Alley v Gillespie

The High Court has answered questions in a stated case brought by a common informer challenge to the capacity of a member of the House of Representatives elected at the July 2016 federal election. Section 3 of the Common Informers (Parliamentary Disqualifications) Act 1975 (Cth) provides that any person who has sat in Parliament ‘while he or she was a person declared by the Constitution to be incapable of so sitting’ is liable to pay ‘any person who sues for it in the High Court’ a sum of money. The defendant was declared elected as a member of the House of Representatives on 20 July 2016. On 7 July 2017, the plaintiff commenced proceedings under the Common Informers Act, contending that the defendant was incapable of sitting as an MP because he holds shares in a company that leased premises to Australia Post, contrary to s 44(v) of the Constitution. After a query about whether the High Court has jurisdiction to decide the anterior question of the defendant’s eligibility to sit as an MP, Bell J formulated the questions for the Full Court as follows:

(1) Can and should the High Court decide [in this proceeding] whether the defendant was a person declared by the Constitution to be incapable of sitting as a Member of the House of Representatives for the purposes of section 3 of the [Common Informers Act]?

(2) If the answer to question (1) is yes, is it the policy of the law that the High Court should not issue subpoenas in this proceeding directed to a forensic purpose of assisting the plaintiff in his attempt to demonstrate that the defendant was a person declared by the Constitution to be incapable of sitting as a Member of the House of Representatives for the purposes of section 3 of the Common Informers Act?

The Court unanimously answered Question 1 ‘no’, and consequently it was not necessary to answer Question 2.

^^^^^^^^

▶ [Short task A]: Pick out each line of the listing below that contains the string "eyeglass".

[A run of records]
^^^^^^^^

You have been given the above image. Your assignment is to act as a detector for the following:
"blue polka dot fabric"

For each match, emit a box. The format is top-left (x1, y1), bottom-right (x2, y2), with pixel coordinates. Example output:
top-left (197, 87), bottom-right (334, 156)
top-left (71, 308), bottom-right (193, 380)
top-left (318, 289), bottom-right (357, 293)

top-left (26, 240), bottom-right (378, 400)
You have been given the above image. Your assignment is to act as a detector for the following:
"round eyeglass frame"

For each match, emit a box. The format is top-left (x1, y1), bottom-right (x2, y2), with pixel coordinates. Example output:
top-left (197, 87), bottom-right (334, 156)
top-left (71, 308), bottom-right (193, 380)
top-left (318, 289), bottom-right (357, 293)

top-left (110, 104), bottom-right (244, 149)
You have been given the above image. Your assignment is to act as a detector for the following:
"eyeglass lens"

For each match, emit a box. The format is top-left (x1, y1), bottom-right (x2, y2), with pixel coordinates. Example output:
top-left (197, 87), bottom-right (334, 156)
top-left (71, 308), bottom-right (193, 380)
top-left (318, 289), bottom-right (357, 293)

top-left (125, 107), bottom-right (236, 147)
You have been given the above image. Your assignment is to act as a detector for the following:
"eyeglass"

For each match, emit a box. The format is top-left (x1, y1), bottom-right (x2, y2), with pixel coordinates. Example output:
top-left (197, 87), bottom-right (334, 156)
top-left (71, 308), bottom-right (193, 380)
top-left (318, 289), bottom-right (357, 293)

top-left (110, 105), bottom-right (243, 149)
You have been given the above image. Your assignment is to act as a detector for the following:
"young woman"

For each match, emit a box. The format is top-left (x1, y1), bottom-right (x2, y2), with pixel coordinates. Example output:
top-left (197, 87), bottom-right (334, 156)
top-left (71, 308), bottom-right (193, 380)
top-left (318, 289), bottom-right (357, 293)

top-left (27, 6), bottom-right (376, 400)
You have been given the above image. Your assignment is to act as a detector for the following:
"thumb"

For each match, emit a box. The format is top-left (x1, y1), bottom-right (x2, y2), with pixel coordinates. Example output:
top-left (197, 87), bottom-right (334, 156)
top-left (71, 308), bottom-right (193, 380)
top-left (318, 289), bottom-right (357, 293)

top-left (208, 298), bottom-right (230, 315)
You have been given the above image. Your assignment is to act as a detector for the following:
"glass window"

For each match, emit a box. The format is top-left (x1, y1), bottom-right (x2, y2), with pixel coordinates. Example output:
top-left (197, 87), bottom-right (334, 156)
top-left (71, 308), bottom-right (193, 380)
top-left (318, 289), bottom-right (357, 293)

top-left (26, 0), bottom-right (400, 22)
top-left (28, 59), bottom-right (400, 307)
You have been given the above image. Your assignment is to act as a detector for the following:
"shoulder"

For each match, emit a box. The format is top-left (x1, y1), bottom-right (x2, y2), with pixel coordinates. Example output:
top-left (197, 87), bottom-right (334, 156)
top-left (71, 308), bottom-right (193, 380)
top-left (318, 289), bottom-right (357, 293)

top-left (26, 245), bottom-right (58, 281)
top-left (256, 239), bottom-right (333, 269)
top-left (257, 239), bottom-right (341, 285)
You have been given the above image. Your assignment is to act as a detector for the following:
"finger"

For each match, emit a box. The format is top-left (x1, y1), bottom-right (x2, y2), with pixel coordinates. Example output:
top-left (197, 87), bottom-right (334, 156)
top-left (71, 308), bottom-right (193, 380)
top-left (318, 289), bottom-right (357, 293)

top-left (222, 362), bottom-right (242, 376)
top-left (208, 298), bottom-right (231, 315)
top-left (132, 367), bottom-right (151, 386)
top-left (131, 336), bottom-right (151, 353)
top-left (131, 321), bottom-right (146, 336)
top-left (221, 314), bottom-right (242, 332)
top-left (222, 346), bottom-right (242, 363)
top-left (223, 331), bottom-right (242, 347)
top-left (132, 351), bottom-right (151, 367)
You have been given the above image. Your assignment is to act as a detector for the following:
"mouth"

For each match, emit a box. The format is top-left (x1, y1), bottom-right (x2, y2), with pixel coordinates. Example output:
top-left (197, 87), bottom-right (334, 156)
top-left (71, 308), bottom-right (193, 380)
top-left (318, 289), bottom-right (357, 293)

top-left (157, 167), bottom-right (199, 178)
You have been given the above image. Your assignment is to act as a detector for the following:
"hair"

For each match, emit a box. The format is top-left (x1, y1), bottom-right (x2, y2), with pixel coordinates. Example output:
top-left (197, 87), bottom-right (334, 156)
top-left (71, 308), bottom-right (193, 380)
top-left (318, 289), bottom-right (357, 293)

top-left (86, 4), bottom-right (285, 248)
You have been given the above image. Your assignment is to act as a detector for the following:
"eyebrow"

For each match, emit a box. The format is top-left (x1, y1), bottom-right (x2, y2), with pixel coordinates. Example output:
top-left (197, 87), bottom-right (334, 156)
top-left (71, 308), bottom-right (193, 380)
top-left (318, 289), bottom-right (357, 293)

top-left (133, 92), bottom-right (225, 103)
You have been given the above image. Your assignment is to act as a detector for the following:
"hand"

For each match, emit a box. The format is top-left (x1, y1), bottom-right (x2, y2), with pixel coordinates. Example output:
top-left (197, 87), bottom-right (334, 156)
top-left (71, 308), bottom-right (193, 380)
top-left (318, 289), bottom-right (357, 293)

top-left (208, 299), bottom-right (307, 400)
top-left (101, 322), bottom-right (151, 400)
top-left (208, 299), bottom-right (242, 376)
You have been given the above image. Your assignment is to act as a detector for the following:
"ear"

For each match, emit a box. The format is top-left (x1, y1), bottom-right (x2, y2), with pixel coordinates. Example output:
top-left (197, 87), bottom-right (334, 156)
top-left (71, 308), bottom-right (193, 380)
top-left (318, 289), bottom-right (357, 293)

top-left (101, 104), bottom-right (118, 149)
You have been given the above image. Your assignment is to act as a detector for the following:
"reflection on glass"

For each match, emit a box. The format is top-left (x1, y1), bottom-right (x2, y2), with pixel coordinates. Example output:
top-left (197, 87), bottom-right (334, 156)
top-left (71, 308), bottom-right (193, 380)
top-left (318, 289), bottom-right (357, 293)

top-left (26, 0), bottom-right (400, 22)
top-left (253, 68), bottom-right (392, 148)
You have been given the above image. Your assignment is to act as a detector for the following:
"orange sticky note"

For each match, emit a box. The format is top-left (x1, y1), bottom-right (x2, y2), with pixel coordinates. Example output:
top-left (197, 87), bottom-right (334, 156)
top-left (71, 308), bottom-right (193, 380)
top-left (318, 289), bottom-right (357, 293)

^^^^^^^^

▶ [Short task B]: Carry on the summary of Alley v Gillespie from the point where it stops.

▶ [Reply A]:
"round eyeglass frame"
"eyeglass lens"
"eyeglass"

▶ [Reply B]:
The joint judges (Kiefel CJ, Bell, Keane and Edelman JJ) held that whether the defendant is incapable of sitting as an MP is a question to be determined by the House of Representatives, unless it resolves to refer the matter to the Court of Disputed Returns. This answer to Question 1 is determined by ss 46 and 47, and their relation to s 44, of the Constitution. Section 46 provides that ‘[u]ntil the Parliament otherwise provides, any person declared by this Constitution to be incapable of sitting [in Parliament] shall, for every day on which he so sits, be liable to pay the sum of one hundred pounds to any person who sues for it in any court of competent jurisdiction’, which the joint judges note has been ‘otherwise provided’ for by the enactment of the Common Informers Act, which mirrors the liability requirements of s 46 (at [8]). Section 47 provides that ‘[u]ntil the Parliament otherwise provides, any question respecting the qualification of a senator or of a member of the House of Representatives, or respecting a vacancy in either House of the Parliament, and any question of a disputed election to either House, shall be determined by the House in which the question arises’. The joint judges noted that Parliament has otherwise provided for this, namely in s 376 of the Electoral Act 1918 (Cth), which enables, but does not require, the House to refer questions of qualification for election to the Court of Disputed Returns (at [12]).

After covering the parties’ arguments (at [14]ff), the historical background to ss 46 (at [19]ff) and 47 (at [25]ff), the joint judges emphasised that s 47 expressly gives the authority to determine questions of qualification to the Houses of Parliament, a reading confirmed by the Convention debates and later judicial decisions (at [30], and see [31]ff). Turning to the Common Informers Act, the joint judges rejected the plaintiff’s contention that the Act should be read as authorising the High Court to determine all elements of liability necessary for imposing the penalty (at [38]), an argument based on an analogy with Sue v Hill [1999] HCA 40 (see [38]ff). The provisions of the Electoral Act considered in Sue v Hill  were made under s 47, whereas the Common Informers Act is a law made under s 46, and ‘does not share the characteristics of a law made under s 47 … Whether it does so is to be resolved by a process of construction, not by analogy with a law of a different kind. Sue v Hill is not authority for the proposition for which the plaintiff contends. It is authority for the proposition that the context for questions as to qualification arising under s 47 is s 44. This is a proposition which the plaintiff’s argument largely denies.’ (at [42]–[43]).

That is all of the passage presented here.